◆ **Selected text**
-- START --

News & Insights // Chancel Repair Liability - Ignore At Your Peril

Any property might have chancel repair liability attached to it. Such liability can often be onerous and will affect the owner and any mortgagor of the property.

The heading to this article may appear to relate to some irrelevant medieval anomaly but chancel (church) repair liability is a very real, current issue and cannot be ignored, as highlighted in the recent case of Aston Cantlow v Wallbank (2009).


Here a couple lost a 17-year legal battle to avoid paying £230,000 towards the cost of repairing a church next to their farmhouse. They now face legal fees of £250,000 and are having to sell their property at auction to pay the costs.

Anyone acquiring or funding an interest in residential or commercial property should ensure that his or her solicitor checks whether a chancel repair liability (an obligation to pay for or contribute towards maintenance of a church) attaches to the property. A simple search for a nominal fee will reveal whether the property is within a parish that continues to have a potential

chancel repair liability based upon historical parish data.

-- END --

◆ **Named object pointing entries**
-- START --

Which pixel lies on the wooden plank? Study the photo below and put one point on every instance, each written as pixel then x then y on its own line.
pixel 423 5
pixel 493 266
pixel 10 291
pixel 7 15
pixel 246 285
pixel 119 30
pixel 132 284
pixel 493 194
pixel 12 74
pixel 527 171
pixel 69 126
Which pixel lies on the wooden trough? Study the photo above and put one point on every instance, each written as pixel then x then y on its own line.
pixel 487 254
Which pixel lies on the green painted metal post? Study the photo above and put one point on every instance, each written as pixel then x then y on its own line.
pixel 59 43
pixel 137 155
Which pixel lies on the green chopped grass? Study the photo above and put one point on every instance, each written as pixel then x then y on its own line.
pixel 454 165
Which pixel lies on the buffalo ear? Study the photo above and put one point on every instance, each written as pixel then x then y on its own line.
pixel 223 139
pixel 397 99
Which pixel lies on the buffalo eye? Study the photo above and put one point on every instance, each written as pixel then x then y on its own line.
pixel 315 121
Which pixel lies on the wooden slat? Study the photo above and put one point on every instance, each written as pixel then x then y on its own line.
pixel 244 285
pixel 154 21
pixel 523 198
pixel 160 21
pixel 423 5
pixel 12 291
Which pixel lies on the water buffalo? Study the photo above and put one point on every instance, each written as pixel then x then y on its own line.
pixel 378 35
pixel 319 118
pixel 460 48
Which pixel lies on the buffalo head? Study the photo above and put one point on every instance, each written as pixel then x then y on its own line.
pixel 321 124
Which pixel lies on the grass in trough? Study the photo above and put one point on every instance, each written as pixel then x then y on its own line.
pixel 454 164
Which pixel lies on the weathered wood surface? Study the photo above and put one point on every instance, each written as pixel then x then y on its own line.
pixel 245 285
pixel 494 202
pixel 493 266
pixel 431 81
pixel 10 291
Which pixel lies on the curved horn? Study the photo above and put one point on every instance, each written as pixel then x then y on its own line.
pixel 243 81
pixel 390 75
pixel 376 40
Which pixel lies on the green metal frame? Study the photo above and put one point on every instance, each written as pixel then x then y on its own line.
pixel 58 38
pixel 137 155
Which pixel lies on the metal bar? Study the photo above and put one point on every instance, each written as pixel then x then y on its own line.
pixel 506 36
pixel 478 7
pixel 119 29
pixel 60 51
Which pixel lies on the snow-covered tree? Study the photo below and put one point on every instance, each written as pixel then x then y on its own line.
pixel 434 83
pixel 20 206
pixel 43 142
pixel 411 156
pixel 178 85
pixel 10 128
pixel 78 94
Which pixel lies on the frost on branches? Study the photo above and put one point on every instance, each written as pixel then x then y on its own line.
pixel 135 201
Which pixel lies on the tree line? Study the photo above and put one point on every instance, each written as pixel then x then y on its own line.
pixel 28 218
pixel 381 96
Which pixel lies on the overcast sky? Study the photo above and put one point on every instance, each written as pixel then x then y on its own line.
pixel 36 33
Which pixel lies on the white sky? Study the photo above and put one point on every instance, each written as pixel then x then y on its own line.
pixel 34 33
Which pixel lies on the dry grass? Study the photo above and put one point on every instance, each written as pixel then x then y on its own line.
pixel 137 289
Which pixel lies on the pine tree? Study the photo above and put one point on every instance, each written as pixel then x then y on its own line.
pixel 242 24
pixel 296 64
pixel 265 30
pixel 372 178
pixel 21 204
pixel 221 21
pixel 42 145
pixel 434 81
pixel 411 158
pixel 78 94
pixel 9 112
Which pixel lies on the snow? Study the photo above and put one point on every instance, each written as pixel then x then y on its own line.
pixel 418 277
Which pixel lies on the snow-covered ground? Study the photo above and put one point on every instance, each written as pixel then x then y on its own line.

-- END --

Reproduce everything in the chancel repair liability article above, from "Any property might" down to "pay the costs.".

◆ **Solution**
Any property might have chancel repair liability attached to it. Such liability can often be onerous and will affect the owner and any mortgagor of the property.

The heading to this article may appear to relate to some irrelevant medieval anomaly but chancel (church) repair liability is a very real, current issue and cannot be ignored, as highlighted in the recent case of Aston Cantlow v Wallbank (2009).


Here a couple lost a 17-year legal battle to avoid paying £230,000 towards the cost of repairing a church next to their farmhouse. They now face legal fees of £250,000 and are having to sell their property at auction to pay the costs.